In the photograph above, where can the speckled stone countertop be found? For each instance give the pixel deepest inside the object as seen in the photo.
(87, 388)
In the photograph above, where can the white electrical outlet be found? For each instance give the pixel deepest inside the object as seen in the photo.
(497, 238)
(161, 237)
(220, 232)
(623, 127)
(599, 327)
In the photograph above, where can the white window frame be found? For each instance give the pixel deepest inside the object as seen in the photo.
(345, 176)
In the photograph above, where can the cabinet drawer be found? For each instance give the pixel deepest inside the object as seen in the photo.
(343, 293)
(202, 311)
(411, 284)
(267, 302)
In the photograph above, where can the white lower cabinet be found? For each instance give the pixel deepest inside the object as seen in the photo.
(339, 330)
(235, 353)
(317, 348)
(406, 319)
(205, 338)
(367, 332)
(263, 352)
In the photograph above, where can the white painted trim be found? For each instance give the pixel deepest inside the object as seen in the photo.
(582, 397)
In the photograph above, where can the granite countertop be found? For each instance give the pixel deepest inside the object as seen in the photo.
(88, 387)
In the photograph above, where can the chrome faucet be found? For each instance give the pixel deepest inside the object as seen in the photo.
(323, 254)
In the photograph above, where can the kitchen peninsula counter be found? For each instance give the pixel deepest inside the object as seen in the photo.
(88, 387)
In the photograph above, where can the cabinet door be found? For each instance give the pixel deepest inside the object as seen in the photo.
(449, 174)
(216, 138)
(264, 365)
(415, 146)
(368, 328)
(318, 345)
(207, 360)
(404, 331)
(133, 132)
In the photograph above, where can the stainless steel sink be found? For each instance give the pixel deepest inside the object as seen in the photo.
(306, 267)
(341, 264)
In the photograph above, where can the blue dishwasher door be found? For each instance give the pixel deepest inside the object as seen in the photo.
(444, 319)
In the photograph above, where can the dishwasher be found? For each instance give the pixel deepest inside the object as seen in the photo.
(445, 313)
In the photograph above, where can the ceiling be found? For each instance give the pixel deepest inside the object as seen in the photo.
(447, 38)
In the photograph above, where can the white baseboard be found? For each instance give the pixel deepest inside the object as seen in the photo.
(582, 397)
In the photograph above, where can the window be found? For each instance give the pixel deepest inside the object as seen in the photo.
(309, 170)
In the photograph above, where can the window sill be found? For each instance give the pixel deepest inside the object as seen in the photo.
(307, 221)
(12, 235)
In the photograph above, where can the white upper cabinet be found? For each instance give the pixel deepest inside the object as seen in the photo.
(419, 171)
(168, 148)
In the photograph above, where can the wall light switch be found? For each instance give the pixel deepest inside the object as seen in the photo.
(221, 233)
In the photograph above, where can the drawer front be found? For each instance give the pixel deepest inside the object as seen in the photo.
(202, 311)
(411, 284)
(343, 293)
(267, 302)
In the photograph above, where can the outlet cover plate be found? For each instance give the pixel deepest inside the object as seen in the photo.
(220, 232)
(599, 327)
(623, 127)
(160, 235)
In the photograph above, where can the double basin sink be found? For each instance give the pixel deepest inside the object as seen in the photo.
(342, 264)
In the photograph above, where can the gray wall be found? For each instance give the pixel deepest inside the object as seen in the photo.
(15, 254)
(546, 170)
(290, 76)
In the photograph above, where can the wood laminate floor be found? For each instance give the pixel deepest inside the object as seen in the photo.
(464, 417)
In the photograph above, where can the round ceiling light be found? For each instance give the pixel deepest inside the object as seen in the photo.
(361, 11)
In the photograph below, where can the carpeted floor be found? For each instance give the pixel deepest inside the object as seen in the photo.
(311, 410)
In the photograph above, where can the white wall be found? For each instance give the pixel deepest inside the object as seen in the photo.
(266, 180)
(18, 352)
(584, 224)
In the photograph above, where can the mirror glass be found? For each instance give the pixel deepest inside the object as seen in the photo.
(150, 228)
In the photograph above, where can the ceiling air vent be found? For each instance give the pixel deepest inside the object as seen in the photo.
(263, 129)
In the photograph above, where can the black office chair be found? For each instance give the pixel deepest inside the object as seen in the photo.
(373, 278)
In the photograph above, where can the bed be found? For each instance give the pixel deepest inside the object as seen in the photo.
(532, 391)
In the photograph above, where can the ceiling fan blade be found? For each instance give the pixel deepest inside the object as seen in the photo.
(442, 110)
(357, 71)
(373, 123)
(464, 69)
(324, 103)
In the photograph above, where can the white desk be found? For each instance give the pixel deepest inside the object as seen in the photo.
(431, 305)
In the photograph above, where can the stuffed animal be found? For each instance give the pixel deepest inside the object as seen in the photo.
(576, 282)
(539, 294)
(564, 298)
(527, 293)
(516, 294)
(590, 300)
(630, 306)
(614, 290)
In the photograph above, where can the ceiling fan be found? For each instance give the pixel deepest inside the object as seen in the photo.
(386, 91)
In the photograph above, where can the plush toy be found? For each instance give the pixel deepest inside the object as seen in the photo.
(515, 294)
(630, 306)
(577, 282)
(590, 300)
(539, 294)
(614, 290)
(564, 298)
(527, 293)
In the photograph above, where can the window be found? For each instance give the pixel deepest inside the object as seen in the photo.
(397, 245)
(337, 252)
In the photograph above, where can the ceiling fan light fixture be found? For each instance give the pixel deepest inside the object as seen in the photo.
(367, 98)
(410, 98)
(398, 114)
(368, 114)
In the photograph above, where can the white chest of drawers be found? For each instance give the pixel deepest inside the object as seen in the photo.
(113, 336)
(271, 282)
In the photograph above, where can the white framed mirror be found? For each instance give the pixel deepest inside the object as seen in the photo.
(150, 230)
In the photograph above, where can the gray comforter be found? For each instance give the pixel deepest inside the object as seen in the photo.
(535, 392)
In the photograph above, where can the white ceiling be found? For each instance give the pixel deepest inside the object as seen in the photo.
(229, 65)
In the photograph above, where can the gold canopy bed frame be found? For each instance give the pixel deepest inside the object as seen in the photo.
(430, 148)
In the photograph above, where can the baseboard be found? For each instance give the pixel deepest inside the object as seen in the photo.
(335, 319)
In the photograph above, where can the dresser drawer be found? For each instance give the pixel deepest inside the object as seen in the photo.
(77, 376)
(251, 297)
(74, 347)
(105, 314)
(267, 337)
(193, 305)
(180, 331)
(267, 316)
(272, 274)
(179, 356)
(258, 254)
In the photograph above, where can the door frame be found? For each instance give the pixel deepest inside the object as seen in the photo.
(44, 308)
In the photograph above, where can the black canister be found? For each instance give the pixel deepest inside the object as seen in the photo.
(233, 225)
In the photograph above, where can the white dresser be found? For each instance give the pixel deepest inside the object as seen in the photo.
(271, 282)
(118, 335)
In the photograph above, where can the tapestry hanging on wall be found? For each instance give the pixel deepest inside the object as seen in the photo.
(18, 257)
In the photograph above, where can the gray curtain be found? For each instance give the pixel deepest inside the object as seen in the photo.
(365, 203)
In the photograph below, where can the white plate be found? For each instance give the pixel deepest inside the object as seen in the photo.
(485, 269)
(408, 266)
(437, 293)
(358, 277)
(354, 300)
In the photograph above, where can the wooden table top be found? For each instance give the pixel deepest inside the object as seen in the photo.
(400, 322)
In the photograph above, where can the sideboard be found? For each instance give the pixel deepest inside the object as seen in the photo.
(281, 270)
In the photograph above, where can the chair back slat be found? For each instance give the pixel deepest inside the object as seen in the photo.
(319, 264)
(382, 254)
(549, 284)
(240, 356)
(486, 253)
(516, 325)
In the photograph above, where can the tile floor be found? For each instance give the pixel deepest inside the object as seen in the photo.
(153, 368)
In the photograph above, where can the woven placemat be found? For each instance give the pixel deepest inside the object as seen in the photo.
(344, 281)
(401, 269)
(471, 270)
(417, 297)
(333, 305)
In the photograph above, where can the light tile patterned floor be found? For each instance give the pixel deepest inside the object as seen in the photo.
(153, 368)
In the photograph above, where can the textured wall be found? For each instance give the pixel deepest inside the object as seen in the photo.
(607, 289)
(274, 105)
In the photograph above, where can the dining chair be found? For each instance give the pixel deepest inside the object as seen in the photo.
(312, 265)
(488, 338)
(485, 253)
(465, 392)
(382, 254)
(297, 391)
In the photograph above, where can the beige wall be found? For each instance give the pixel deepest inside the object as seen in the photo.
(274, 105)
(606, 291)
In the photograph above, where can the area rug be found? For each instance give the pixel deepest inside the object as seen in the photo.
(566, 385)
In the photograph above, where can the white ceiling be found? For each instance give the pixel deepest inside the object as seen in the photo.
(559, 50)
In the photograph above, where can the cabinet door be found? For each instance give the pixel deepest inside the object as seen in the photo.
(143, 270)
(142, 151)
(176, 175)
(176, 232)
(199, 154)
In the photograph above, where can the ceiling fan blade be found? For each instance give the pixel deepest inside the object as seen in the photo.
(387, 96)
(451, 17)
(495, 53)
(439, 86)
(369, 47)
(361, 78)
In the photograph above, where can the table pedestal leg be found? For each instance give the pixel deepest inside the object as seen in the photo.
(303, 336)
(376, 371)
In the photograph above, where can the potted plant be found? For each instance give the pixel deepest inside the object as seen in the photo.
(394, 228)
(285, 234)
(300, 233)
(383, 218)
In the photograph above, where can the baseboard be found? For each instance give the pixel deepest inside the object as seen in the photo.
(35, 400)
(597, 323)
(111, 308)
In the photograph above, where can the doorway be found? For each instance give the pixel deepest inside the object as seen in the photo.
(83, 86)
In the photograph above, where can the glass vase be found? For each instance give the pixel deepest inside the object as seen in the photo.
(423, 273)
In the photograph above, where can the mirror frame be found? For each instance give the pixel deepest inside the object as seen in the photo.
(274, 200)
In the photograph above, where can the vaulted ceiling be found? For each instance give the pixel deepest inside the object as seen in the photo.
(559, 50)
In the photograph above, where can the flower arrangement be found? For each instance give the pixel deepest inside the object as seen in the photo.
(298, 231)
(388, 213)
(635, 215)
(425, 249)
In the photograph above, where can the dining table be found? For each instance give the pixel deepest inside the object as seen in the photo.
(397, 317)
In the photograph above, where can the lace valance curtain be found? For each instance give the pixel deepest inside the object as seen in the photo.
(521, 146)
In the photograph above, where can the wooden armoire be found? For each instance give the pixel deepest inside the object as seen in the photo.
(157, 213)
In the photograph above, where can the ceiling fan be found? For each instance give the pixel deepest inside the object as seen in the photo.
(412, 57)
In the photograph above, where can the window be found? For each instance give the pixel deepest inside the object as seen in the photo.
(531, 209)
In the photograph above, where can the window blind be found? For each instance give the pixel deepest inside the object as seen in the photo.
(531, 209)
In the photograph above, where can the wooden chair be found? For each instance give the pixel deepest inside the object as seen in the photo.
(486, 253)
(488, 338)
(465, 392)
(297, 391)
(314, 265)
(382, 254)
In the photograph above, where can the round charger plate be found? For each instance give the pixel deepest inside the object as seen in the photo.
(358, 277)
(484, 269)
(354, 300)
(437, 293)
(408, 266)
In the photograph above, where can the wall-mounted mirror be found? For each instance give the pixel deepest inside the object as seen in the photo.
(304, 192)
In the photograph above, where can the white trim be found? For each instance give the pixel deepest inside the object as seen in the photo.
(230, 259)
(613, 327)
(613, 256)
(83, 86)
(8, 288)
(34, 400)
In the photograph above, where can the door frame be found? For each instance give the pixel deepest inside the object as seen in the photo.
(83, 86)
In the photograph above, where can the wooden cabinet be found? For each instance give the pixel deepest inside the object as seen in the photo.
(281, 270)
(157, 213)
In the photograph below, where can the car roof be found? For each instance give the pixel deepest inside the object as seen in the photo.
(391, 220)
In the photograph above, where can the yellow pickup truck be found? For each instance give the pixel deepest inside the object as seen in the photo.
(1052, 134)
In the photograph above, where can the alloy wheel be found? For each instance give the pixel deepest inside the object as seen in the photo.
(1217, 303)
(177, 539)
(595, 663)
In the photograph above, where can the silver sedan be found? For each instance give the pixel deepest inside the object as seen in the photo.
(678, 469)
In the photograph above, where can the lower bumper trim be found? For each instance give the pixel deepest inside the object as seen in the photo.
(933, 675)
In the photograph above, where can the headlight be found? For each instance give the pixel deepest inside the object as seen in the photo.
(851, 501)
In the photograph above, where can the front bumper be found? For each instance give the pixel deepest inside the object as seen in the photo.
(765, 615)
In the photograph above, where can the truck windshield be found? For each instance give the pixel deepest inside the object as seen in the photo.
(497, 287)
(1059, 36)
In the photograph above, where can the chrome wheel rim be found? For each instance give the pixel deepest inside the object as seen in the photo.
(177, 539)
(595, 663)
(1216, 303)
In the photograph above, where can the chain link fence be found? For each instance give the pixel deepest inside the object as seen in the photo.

------------------------

Exercise goal - Find the line containing "In the photograph above, where can the truck", then output it and every line after it to the end of the data, exactly.

Solved exercise -
In the photograph above, where can the truck windshield be found? For each instance give the pixel deepest inside the object as seen in the photo.
(497, 287)
(1059, 36)
In the photograph above, where can the chrome wheel rim be found? For each instance give the pixel deepest inside the object as seen in the photo.
(177, 539)
(595, 663)
(1216, 303)
In the photograph above, where can the chain link fence be found? For each instance give the pixel deepest inside the object as seen in the photo.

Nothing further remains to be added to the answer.